Repeat the data word for word. Do not include the pictures.

====================

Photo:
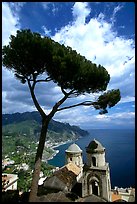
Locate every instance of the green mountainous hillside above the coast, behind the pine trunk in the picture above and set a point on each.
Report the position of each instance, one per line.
(21, 131)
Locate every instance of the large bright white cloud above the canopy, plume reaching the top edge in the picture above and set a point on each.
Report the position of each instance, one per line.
(97, 41)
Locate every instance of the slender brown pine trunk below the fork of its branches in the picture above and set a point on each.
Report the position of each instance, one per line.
(37, 168)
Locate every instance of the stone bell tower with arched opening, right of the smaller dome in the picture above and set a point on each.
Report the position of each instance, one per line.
(96, 176)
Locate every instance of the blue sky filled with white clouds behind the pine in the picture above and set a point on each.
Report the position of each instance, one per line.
(103, 32)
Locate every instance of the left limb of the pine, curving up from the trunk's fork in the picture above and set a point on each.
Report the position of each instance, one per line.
(31, 87)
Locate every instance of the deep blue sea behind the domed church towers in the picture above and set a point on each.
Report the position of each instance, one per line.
(120, 153)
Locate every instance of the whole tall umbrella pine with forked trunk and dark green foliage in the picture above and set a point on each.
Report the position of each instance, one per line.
(29, 56)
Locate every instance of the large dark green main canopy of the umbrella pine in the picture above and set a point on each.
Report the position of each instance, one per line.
(30, 55)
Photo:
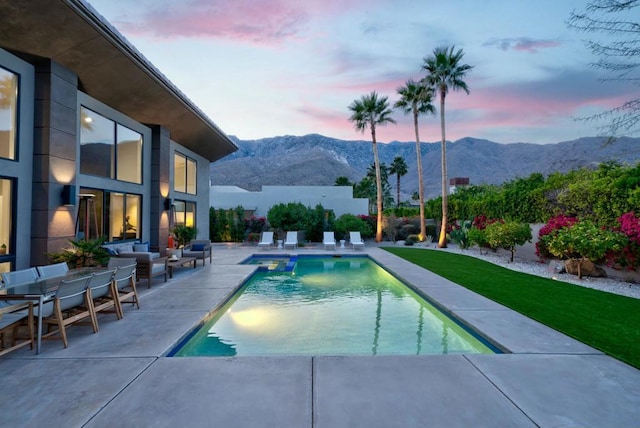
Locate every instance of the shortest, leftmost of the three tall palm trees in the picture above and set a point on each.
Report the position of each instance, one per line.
(367, 112)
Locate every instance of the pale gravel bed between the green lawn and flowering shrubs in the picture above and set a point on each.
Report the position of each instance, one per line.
(609, 285)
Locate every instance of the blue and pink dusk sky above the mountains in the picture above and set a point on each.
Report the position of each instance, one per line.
(266, 68)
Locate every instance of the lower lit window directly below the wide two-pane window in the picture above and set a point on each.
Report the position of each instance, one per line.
(113, 215)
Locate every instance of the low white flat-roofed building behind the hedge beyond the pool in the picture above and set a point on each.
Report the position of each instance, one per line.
(337, 198)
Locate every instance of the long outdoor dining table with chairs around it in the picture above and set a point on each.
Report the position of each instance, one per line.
(43, 290)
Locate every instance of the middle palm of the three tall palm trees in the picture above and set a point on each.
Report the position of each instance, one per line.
(417, 99)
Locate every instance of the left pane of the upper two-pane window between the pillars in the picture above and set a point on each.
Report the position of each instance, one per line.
(97, 148)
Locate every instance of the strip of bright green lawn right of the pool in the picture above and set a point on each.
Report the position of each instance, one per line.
(605, 321)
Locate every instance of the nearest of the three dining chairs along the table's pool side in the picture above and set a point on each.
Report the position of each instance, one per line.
(70, 304)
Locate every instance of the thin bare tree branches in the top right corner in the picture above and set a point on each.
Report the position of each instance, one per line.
(618, 56)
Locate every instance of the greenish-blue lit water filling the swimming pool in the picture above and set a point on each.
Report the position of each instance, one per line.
(329, 306)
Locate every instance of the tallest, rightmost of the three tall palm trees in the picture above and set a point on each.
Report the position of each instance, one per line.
(445, 71)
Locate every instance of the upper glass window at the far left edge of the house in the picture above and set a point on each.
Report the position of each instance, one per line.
(8, 113)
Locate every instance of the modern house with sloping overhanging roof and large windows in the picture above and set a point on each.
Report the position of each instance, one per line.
(94, 140)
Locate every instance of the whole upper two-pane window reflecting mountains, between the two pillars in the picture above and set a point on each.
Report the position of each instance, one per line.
(109, 149)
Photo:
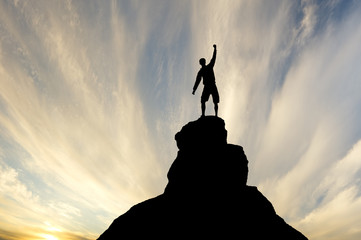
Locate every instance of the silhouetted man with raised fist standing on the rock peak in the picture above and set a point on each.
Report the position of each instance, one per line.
(209, 82)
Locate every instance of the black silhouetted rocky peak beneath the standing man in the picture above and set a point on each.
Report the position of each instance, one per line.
(206, 196)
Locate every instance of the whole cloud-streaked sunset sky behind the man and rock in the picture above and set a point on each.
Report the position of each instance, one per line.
(93, 92)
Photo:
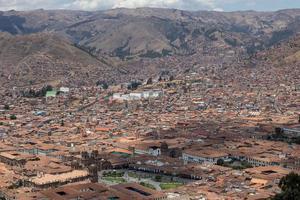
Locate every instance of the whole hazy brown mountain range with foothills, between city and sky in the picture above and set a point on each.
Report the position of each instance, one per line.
(81, 48)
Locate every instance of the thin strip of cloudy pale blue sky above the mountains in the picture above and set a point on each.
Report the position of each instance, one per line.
(216, 5)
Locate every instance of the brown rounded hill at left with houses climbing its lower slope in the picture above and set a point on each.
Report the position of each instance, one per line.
(45, 58)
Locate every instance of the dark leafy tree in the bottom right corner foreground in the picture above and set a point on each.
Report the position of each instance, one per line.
(290, 187)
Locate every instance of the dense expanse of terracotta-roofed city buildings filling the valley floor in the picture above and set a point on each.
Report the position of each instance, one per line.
(210, 136)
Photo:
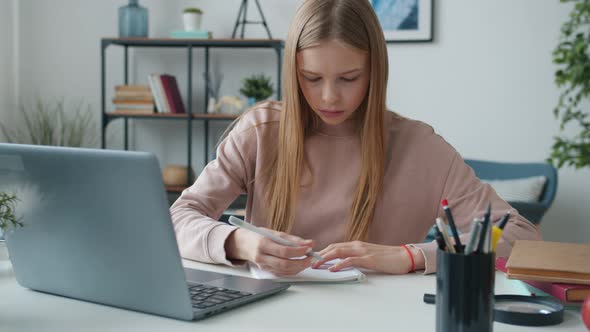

====================

*RESULT OF THE EXERCISE*
Photo:
Locate every instance of the green mountainous hillside above the coast, behind the pine trunk in the picture above and set a point on each.
Report the position of each instance, one per line.
(21, 131)
Locate every instance of the large bright white cloud above the canopy, plume reaching the top edge in the picture above and set a point on each.
Report the position of each instance, one per line.
(97, 41)
Locate every instance of the slender brown pine trunk below the fork of its branches in the picture above and set a point on each.
Report the position of each instance, one per line.
(37, 168)
Locate every instance of the stone bell tower with arched opening, right of the smaller dome in the picture above and set a point on each.
Report the position of each instance, one per line.
(96, 176)
Locate every instance of the blue sky filled with white clouds behind the pine in the picture above and set a point on each.
Report the position of each instance, one per line.
(103, 32)
Locate every instance of the left limb of the pine, curving up from the trunk's fork in the picture above and set a point on each.
Report the position of each instance, one per line.
(31, 87)
Locate every instance of the deep blue sea behind the domed church towers in the picture above and set a point on each.
Report the position of each instance, one per line.
(120, 153)
Locate every instance of the whole tall umbrella pine with forked trunk and dark green foliage in the picture above and set a point on each.
Report the position of each instance, one per line.
(29, 56)
Locate every instance of the large dark green main canopy of the umbrella pine in the picture above and set a point on each.
Report the position of each instance, one per line.
(30, 55)
Photo:
Locate every instance of the shortest, leftmost of the three tall palm trees in the picture above and set a point on each.
Report the position of each instance, one per line.
(367, 112)
Locate every instance of the pale gravel bed between the green lawn and flowering shrubs in the picture above and set a point on each.
Report the position of each instance, one per line.
(609, 285)
Locate every instance of the blue and pink dusk sky above the mountains in the picture above and set a point on each.
Report the position of each instance, one per line.
(266, 68)
Locate every instance of the lower lit window directly below the wide two-pane window in the picture above and set a point on each.
Report the position of each instance, one per line.
(113, 215)
Locate every instance of the low white flat-roofed building behind the hedge beyond the pool in the picture above and set a point on each.
Report the position of each instance, one per line.
(337, 198)
Locate every instance of the long outdoor dining table with chairs around it in the picture above and set a point on each.
Report the position of each instance, one per line.
(43, 290)
Locate every instance of the middle palm of the three tall palm trees in the picture above and set a point on each.
Report the position of each instance, one per line.
(417, 99)
Locate every instance of the left pane of the upper two-pane window between the pillars in the picture above and set a point on each.
Report the position of each instance, one per line.
(97, 148)
Locate every instance of the strip of bright green lawn right of the pool in the picture above and set a point on each.
Report the position of each instance, one per line.
(605, 321)
Locate every instance of the nearest of the three dining chairs along the table's pool side in the picture above and set a point on each.
Report the position of each instance, one per line.
(70, 304)
Locate every instance of the thin bare tree branches in the top right corner in the picture above and set a point on each.
Report the position of each instance, one per line.
(618, 56)
Locate every instance of the greenish-blue lit water filling the swimming pool in the picture above and set a point on each.
Report the position of each instance, one per line.
(329, 306)
Locate every instance of the tallest, rightmost of the three tall palm trees in the picture above and set a point on each.
Report the position of each instance, one per line.
(445, 71)
Locate every instance of the upper glass window at the far left edge of the house in the picture above and set a point on each.
Report the position of each instance, one per line.
(8, 113)
Locate every instance of the modern house with sloping overhanging roof and large windows in the picture above and set a point on each.
Report the position of each instance, one per line.
(94, 140)
Locate every instance of the whole upper two-pane window reflecting mountains, between the two pillars in the picture above and set a point on each.
Report the position of each instance, one per line.
(109, 149)
Photo:
Locate every instance of the silhouetted man with raised fist standing on the rock peak in the picture above and set a point on each.
Report the position of each instance, one per line.
(209, 82)
Locate every instance of the black silhouetted rocky peak beneath the standing man in the picture above and set a point on each.
Report the position of each instance, one per line.
(206, 196)
Locate every instance of the whole cloud-streaked sunset sky behind the man and rock in the picture above and set a point on each.
Report the position of each instance, one per line.
(93, 92)
Photo:
Locate every instance of the whole hazy brown mountain range with foothills, between city and sky in the picture above and set a point on each.
Report the position of each instance, one per line.
(81, 48)
Locate every instance of the thin strip of cloudy pale blue sky above the mountains in the picture above and set a point on each.
Report the position of each instance, one per line.
(216, 5)
Locate every instance of the brown rounded hill at left with houses climbing its lower slope in the picture above and set a point on each.
Report the position of each instance, one per line.
(45, 58)
Locate every instance of the dark leafy tree in the bottom right corner foreground in the picture above and set a point on each.
Report the position of each instance, one per line.
(290, 187)
Locate every instance of the dense expanse of terracotta-roofed city buildings filling the valley floor in the picture above and set a point on each.
Report the position of each instance, one per line.
(210, 136)
Photo:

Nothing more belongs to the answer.